## Task requirements:
From the entries below, report how many lines contain the string "taxi". Give only that number.

## Source data:
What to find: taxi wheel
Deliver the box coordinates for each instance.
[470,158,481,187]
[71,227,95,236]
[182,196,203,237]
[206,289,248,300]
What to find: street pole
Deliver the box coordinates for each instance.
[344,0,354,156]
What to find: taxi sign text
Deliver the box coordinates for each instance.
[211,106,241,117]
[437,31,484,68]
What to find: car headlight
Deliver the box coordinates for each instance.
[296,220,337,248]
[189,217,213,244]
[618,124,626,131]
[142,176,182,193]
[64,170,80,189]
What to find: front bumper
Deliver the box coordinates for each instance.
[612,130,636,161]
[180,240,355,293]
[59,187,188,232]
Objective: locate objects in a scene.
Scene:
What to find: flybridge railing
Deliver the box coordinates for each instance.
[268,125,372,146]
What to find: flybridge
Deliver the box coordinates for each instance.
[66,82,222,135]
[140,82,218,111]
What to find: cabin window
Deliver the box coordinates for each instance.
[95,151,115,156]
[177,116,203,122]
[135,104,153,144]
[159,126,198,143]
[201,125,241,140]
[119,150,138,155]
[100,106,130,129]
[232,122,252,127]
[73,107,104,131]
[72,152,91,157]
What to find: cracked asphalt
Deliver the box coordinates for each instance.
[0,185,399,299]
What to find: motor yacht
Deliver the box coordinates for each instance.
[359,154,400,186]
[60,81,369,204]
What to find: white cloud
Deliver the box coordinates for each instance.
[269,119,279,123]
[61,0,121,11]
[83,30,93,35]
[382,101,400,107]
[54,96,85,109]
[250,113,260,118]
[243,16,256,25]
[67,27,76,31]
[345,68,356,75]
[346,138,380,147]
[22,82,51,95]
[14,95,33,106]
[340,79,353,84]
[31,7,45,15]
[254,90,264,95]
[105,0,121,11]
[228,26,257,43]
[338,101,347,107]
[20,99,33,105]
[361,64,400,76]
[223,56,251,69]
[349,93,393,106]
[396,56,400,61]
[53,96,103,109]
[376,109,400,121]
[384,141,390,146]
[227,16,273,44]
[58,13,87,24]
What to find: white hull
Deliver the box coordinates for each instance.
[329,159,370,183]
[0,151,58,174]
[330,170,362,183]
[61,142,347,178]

## Written response:
2